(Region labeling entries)
* * *

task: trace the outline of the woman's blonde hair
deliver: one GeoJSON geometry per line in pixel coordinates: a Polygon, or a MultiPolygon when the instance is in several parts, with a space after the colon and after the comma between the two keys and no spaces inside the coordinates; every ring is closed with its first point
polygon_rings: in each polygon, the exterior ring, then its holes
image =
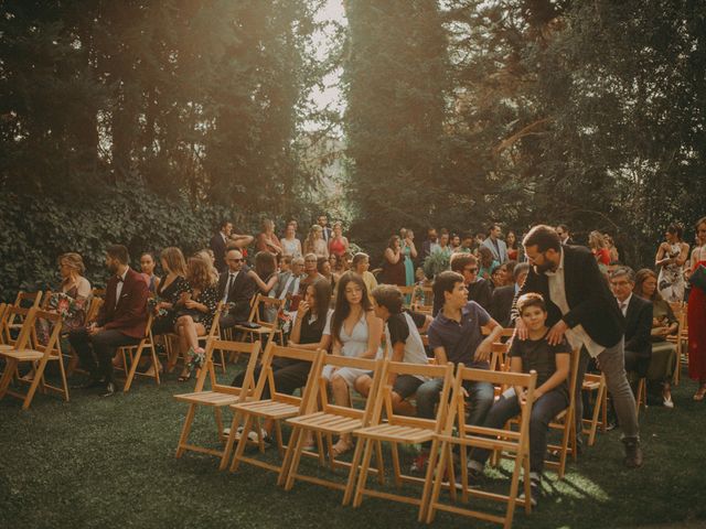
{"type": "Polygon", "coordinates": [[[62,253],[61,256],[58,256],[58,259],[56,261],[58,262],[58,266],[61,266],[62,262],[65,262],[66,266],[77,272],[78,276],[83,276],[86,271],[86,266],[84,264],[83,257],[81,257],[81,255],[76,253],[75,251],[62,253]]]}
{"type": "Polygon", "coordinates": [[[184,255],[179,248],[175,246],[164,248],[159,257],[167,263],[167,268],[169,270],[165,271],[173,272],[182,278],[186,277],[186,261],[184,260],[184,255]]]}

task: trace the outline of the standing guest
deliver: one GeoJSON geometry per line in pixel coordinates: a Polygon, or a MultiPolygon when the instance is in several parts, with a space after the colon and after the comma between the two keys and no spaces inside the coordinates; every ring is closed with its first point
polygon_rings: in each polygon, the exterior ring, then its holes
{"type": "Polygon", "coordinates": [[[385,253],[383,253],[382,283],[406,284],[405,255],[402,252],[399,236],[393,235],[387,242],[385,253]]]}
{"type": "MultiPolygon", "coordinates": [[[[490,276],[495,267],[500,266],[500,261],[493,257],[493,252],[488,248],[488,246],[481,245],[478,249],[479,261],[480,261],[480,270],[478,274],[490,281],[490,276]]],[[[491,284],[492,288],[492,284],[491,284]]]]}
{"type": "Polygon", "coordinates": [[[588,234],[588,247],[591,249],[591,253],[593,253],[598,262],[598,268],[601,272],[606,273],[610,264],[610,251],[608,251],[608,245],[606,244],[603,234],[596,230],[588,234]]]}
{"type": "Polygon", "coordinates": [[[618,248],[616,248],[616,241],[608,234],[603,234],[603,239],[606,240],[606,248],[610,256],[610,264],[618,264],[620,262],[620,253],[618,253],[618,248]]]}
{"type": "Polygon", "coordinates": [[[228,250],[225,262],[228,269],[218,278],[218,299],[228,304],[221,316],[221,328],[246,322],[250,314],[250,300],[257,291],[255,280],[243,271],[243,253],[228,250]]]}
{"type": "Polygon", "coordinates": [[[216,258],[216,270],[221,271],[225,268],[225,251],[228,241],[231,240],[231,234],[233,233],[233,223],[228,219],[221,222],[218,233],[211,239],[211,249],[216,258]]]}
{"type": "MultiPolygon", "coordinates": [[[[467,257],[467,256],[463,256],[467,257]]],[[[490,314],[473,301],[468,301],[463,276],[452,271],[439,273],[434,281],[435,300],[443,300],[441,310],[429,326],[429,346],[437,364],[463,363],[475,369],[490,369],[490,353],[493,342],[500,338],[502,327],[490,314]],[[491,330],[483,338],[483,326],[491,330]]],[[[435,407],[443,381],[432,379],[417,389],[417,413],[425,419],[435,417],[435,407]]],[[[494,389],[489,382],[466,382],[470,413],[468,424],[479,425],[493,403],[494,389]]]]}
{"type": "MultiPolygon", "coordinates": [[[[549,345],[561,343],[566,335],[573,348],[581,348],[576,382],[576,431],[581,431],[584,406],[580,391],[590,356],[597,358],[606,376],[624,434],[624,463],[631,468],[641,466],[635,399],[625,376],[625,319],[598,269],[596,258],[582,247],[563,246],[555,229],[544,225],[532,228],[523,246],[532,268],[520,295],[536,292],[544,298],[548,311],[547,325],[550,326],[547,335],[549,345]]],[[[516,336],[526,339],[526,325],[516,319],[515,325],[516,336]]]]}
{"type": "Polygon", "coordinates": [[[439,251],[437,230],[429,228],[427,230],[427,240],[421,244],[421,258],[426,259],[436,251],[439,251]]]}
{"type": "Polygon", "coordinates": [[[402,252],[405,256],[405,284],[411,287],[415,284],[414,260],[417,259],[415,233],[411,229],[405,230],[405,236],[402,238],[402,252]]]}
{"type": "Polygon", "coordinates": [[[505,244],[507,245],[507,259],[511,261],[517,261],[520,257],[520,250],[517,248],[517,236],[511,229],[505,236],[505,244]]]}
{"type": "Polygon", "coordinates": [[[140,256],[140,271],[147,281],[147,288],[149,289],[150,294],[157,294],[160,279],[154,276],[154,256],[149,251],[146,251],[140,256]]]}
{"type": "Polygon", "coordinates": [[[319,273],[317,269],[319,258],[315,253],[307,253],[304,256],[304,277],[299,282],[299,293],[307,292],[307,287],[314,281],[323,281],[325,278],[319,273]]]}
{"type": "Polygon", "coordinates": [[[281,240],[282,252],[285,256],[301,257],[301,241],[297,238],[297,229],[292,223],[287,225],[285,237],[281,240]]]}
{"type": "Polygon", "coordinates": [[[375,287],[377,287],[377,280],[372,272],[368,271],[371,268],[371,258],[367,253],[357,252],[353,256],[353,260],[351,261],[351,271],[355,272],[365,283],[365,291],[372,292],[375,287]]]}
{"type": "Polygon", "coordinates": [[[331,270],[331,263],[329,262],[329,259],[327,259],[325,257],[320,257],[319,259],[317,259],[317,271],[321,276],[323,276],[323,278],[331,287],[331,292],[333,292],[336,281],[335,277],[333,276],[333,271],[331,270]]]}
{"type": "Polygon", "coordinates": [[[500,226],[493,224],[488,230],[488,238],[481,245],[481,247],[488,248],[493,255],[493,260],[501,264],[507,260],[507,245],[501,239],[502,235],[500,226]]]}
{"type": "MultiPolygon", "coordinates": [[[[332,337],[334,355],[375,358],[382,354],[383,322],[373,312],[365,283],[360,276],[347,272],[341,278],[335,309],[323,334],[332,337]]],[[[336,406],[351,406],[351,389],[361,375],[365,375],[363,369],[350,367],[323,371],[323,376],[331,382],[336,406]]],[[[343,434],[333,446],[333,454],[338,457],[352,447],[351,434],[343,434]]]]}
{"type": "Polygon", "coordinates": [[[559,224],[556,227],[556,235],[559,236],[561,245],[574,245],[574,239],[571,239],[571,234],[569,233],[569,228],[566,224],[559,224]]]}
{"type": "Polygon", "coordinates": [[[163,281],[157,287],[158,303],[154,307],[158,315],[152,322],[152,335],[173,333],[176,325],[176,304],[184,292],[191,292],[186,281],[186,261],[176,247],[164,248],[160,253],[162,270],[167,272],[163,281]]]}
{"type": "Polygon", "coordinates": [[[439,237],[439,249],[436,251],[437,253],[443,253],[447,258],[451,257],[451,246],[449,238],[449,230],[446,228],[441,228],[441,236],[439,237]]]}
{"type": "Polygon", "coordinates": [[[329,253],[343,256],[349,250],[349,239],[343,237],[343,225],[340,222],[333,223],[333,234],[329,240],[329,253]]]}
{"type": "Polygon", "coordinates": [[[512,321],[512,303],[527,279],[530,264],[521,262],[513,269],[513,282],[493,290],[490,301],[490,315],[503,327],[514,326],[512,321]]]}
{"type": "Polygon", "coordinates": [[[682,240],[684,228],[672,224],[666,228],[666,241],[660,245],[654,266],[660,270],[660,295],[668,302],[684,300],[684,263],[688,259],[688,245],[682,240]]]}
{"type": "Polygon", "coordinates": [[[451,253],[458,251],[461,248],[461,236],[459,234],[451,234],[451,253]]]}
{"type": "Polygon", "coordinates": [[[652,302],[652,355],[648,382],[659,385],[662,388],[662,403],[666,408],[674,408],[671,380],[676,364],[676,345],[667,342],[666,337],[676,334],[678,322],[670,304],[657,291],[657,274],[649,268],[638,271],[632,292],[652,302]]]}
{"type": "MultiPolygon", "coordinates": [[[[323,239],[323,241],[327,245],[327,248],[329,247],[329,241],[331,240],[331,235],[333,234],[331,231],[331,228],[328,226],[329,225],[329,217],[325,214],[321,214],[319,215],[319,218],[317,219],[317,222],[319,223],[319,227],[321,228],[321,238],[323,239]]],[[[307,251],[307,250],[304,250],[307,251]]]]}
{"type": "Polygon", "coordinates": [[[73,330],[68,335],[82,366],[90,375],[90,380],[82,387],[101,387],[104,397],[115,393],[111,359],[116,349],[138,344],[145,336],[148,320],[147,283],[128,262],[130,256],[125,246],[107,248],[106,268],[110,279],[106,285],[106,301],[95,322],[73,330]]]}
{"type": "MultiPolygon", "coordinates": [[[[468,290],[468,301],[474,301],[486,312],[490,311],[493,288],[490,280],[478,274],[478,259],[471,253],[454,253],[451,256],[451,271],[463,276],[463,284],[468,290]]],[[[443,300],[435,299],[434,315],[441,309],[443,300]]]]}
{"type": "MultiPolygon", "coordinates": [[[[427,324],[427,317],[419,313],[403,311],[403,295],[392,284],[381,284],[371,293],[375,315],[385,326],[386,357],[392,361],[407,364],[429,363],[419,328],[427,324]]],[[[417,388],[426,381],[418,375],[391,374],[386,384],[392,386],[392,404],[396,413],[414,415],[415,407],[407,400],[417,392],[417,388]]],[[[355,380],[355,389],[363,397],[370,395],[373,379],[363,375],[355,380]]]]}
{"type": "MultiPolygon", "coordinates": [[[[698,246],[692,251],[689,278],[699,267],[706,267],[706,217],[696,223],[698,246]]],[[[703,271],[703,270],[702,270],[703,271]]],[[[702,401],[706,396],[706,291],[692,284],[688,294],[686,319],[688,321],[688,376],[698,380],[694,400],[702,401]]]]}
{"type": "Polygon", "coordinates": [[[282,255],[282,245],[275,235],[275,223],[269,218],[263,220],[263,231],[257,236],[257,251],[267,251],[272,256],[282,255]]]}
{"type": "Polygon", "coordinates": [[[322,228],[314,224],[309,230],[309,236],[304,240],[304,253],[313,253],[317,257],[329,257],[329,245],[322,238],[322,228]]]}
{"type": "Polygon", "coordinates": [[[218,305],[216,277],[210,262],[197,256],[189,258],[186,280],[191,292],[184,292],[181,307],[176,312],[176,335],[184,355],[180,382],[191,378],[193,366],[203,365],[204,349],[199,346],[199,336],[206,335],[211,330],[218,305]]]}
{"type": "MultiPolygon", "coordinates": [[[[547,433],[554,418],[569,406],[569,376],[571,349],[566,339],[550,344],[549,330],[545,325],[547,310],[539,294],[525,294],[517,300],[517,310],[527,330],[527,339],[515,339],[510,348],[510,371],[537,374],[534,403],[530,417],[530,486],[531,501],[536,507],[542,490],[542,472],[547,451],[547,433]]],[[[516,417],[525,404],[525,396],[515,388],[506,389],[488,413],[485,428],[502,429],[516,417]]],[[[483,474],[491,452],[485,449],[471,453],[469,471],[471,479],[483,474]]],[[[527,478],[525,477],[525,479],[527,478]]]]}
{"type": "Polygon", "coordinates": [[[648,374],[652,355],[652,303],[632,295],[634,272],[628,267],[610,273],[610,288],[625,319],[625,370],[642,378],[648,374]]]}

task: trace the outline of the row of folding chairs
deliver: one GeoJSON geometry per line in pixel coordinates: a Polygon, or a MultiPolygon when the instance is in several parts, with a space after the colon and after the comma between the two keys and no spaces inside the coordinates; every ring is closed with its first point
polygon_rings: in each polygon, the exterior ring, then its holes
{"type": "MultiPolygon", "coordinates": [[[[576,367],[578,353],[573,355],[571,385],[576,384],[576,367]]],[[[242,464],[252,464],[278,474],[278,484],[290,490],[297,482],[304,481],[342,492],[344,505],[357,507],[364,497],[374,496],[389,500],[399,500],[418,507],[419,520],[431,521],[438,510],[447,510],[491,520],[510,527],[516,505],[531,511],[530,501],[520,499],[518,484],[521,471],[528,475],[528,424],[532,413],[533,392],[536,374],[523,375],[502,370],[478,370],[458,366],[453,375],[453,366],[414,365],[394,363],[387,359],[347,358],[329,355],[323,350],[304,350],[276,345],[271,339],[264,353],[259,343],[235,343],[214,338],[206,348],[206,365],[196,380],[193,392],[175,396],[176,400],[189,404],[189,410],[180,435],[176,457],[186,451],[194,451],[220,457],[220,468],[235,472],[242,464]],[[215,350],[248,355],[243,385],[239,388],[223,386],[217,382],[213,366],[215,350]],[[278,359],[289,361],[307,361],[311,368],[309,378],[300,396],[284,395],[277,391],[274,365],[278,359]],[[259,376],[256,377],[256,366],[259,365],[259,376]],[[328,398],[327,380],[323,373],[327,366],[335,368],[356,368],[372,373],[373,385],[363,409],[345,408],[331,403],[328,398]],[[410,375],[443,380],[439,402],[450,402],[439,406],[434,420],[416,417],[405,417],[395,413],[392,404],[392,386],[388,384],[393,375],[410,375]],[[206,380],[211,389],[204,390],[206,380]],[[527,392],[526,404],[514,427],[506,429],[486,429],[466,424],[466,401],[463,384],[467,381],[488,381],[500,390],[507,387],[521,387],[527,392]],[[264,399],[265,388],[269,398],[264,399]],[[195,445],[190,442],[196,410],[210,407],[216,414],[217,439],[223,449],[215,450],[195,445]],[[226,434],[222,411],[228,408],[233,412],[229,432],[226,434]],[[263,421],[275,424],[275,442],[278,450],[278,462],[264,461],[263,439],[259,435],[263,421]],[[290,428],[287,444],[282,433],[282,424],[290,428]],[[238,430],[238,427],[239,430],[238,430]],[[257,432],[256,444],[259,451],[246,453],[252,444],[249,433],[257,432]],[[236,433],[237,432],[237,433],[236,433]],[[332,450],[333,438],[352,434],[357,443],[351,462],[335,457],[332,450]],[[237,439],[236,439],[237,438],[237,439]],[[307,447],[306,440],[313,440],[314,446],[307,447]],[[392,458],[392,483],[395,488],[386,488],[385,452],[383,444],[389,444],[392,458]],[[404,474],[400,465],[399,446],[405,444],[431,443],[431,460],[424,478],[404,474]],[[457,489],[454,468],[454,446],[459,446],[461,454],[461,485],[457,489]],[[483,447],[498,452],[500,455],[511,455],[514,469],[507,494],[483,492],[471,488],[468,484],[466,471],[466,455],[469,447],[483,447]],[[332,473],[343,468],[344,479],[321,477],[320,472],[308,472],[302,465],[302,457],[308,456],[318,462],[319,466],[328,467],[332,473]],[[378,485],[371,487],[368,481],[374,476],[378,485]],[[398,488],[403,484],[417,484],[420,490],[416,496],[405,496],[398,488]],[[442,497],[442,492],[445,495],[442,497]],[[499,500],[505,504],[504,512],[483,512],[475,506],[468,508],[458,503],[459,496],[463,504],[470,498],[499,500]]],[[[574,395],[574,391],[571,391],[574,395]]],[[[556,422],[563,424],[564,435],[561,445],[564,456],[556,466],[560,467],[563,476],[566,454],[575,454],[571,446],[574,430],[575,402],[557,417],[556,422]]],[[[574,435],[575,443],[575,435],[574,435]]],[[[525,479],[525,497],[530,497],[530,481],[525,479]]]]}

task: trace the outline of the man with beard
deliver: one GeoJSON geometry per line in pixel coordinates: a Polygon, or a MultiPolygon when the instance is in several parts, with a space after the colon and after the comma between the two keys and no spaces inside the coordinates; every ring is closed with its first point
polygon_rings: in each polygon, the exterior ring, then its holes
{"type": "Polygon", "coordinates": [[[95,322],[68,335],[82,366],[90,375],[90,380],[78,387],[101,387],[103,397],[115,392],[113,357],[116,349],[138,344],[145,336],[148,320],[149,289],[145,279],[128,266],[129,261],[125,246],[108,247],[106,268],[110,279],[106,285],[106,301],[95,322]]]}
{"type": "MultiPolygon", "coordinates": [[[[549,226],[535,226],[522,242],[532,269],[518,296],[528,292],[542,294],[547,300],[549,345],[560,343],[566,336],[573,348],[581,350],[576,382],[577,432],[581,431],[581,385],[590,356],[597,359],[606,375],[623,431],[624,464],[630,468],[641,466],[635,399],[625,376],[625,319],[596,258],[587,248],[563,246],[556,230],[549,226]]],[[[516,328],[517,337],[526,339],[527,328],[520,319],[516,319],[516,328]]]]}

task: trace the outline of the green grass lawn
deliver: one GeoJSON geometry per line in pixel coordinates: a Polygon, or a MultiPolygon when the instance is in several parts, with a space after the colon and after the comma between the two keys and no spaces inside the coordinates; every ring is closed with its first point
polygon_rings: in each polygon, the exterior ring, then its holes
{"type": "MultiPolygon", "coordinates": [[[[74,390],[71,402],[39,395],[29,411],[17,399],[0,401],[0,528],[421,527],[413,506],[365,498],[353,509],[338,490],[297,483],[287,493],[259,468],[229,474],[212,456],[174,458],[186,404],[172,395],[192,387],[168,375],[159,388],[139,381],[108,399],[88,390],[74,390]]],[[[517,508],[514,527],[706,527],[706,404],[691,400],[694,389],[691,381],[675,388],[674,410],[641,413],[642,468],[623,468],[619,431],[599,435],[563,482],[548,473],[539,508],[531,516],[517,508]]],[[[208,411],[196,417],[195,442],[215,442],[208,411]]],[[[499,527],[447,514],[435,521],[469,525],[499,527]]]]}

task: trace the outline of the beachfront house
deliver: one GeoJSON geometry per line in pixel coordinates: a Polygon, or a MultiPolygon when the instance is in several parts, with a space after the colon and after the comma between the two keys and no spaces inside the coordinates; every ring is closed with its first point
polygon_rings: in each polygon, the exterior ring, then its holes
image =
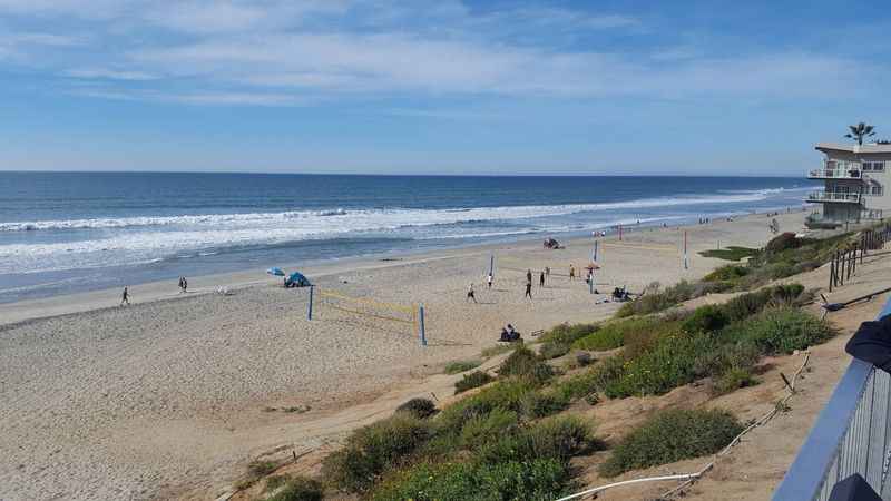
{"type": "Polygon", "coordinates": [[[807,175],[824,188],[807,194],[806,202],[822,209],[812,224],[838,225],[891,216],[891,145],[834,145],[821,143],[823,165],[807,175]]]}

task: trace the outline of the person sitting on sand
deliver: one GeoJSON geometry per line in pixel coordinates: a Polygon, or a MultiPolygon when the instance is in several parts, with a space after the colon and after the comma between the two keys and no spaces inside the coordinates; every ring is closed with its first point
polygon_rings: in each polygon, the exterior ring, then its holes
{"type": "Polygon", "coordinates": [[[510,333],[508,333],[507,327],[501,327],[501,337],[499,337],[498,341],[500,341],[502,343],[509,343],[510,342],[510,333]]]}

* * *

- [Instructions to follow] Please show every line above that contains the word "outline".

- [Response to this exercise]
task: trace the outline of the woman's blonde hair
task: trace the outline of the standing guest
task: trace the outline of the row of folding chairs
task: trace the outline of the man with beard
task: trace the outline of the green grass lawn
task: trace the outline of the beachfront house
task: trace the outline of the person sitting on sand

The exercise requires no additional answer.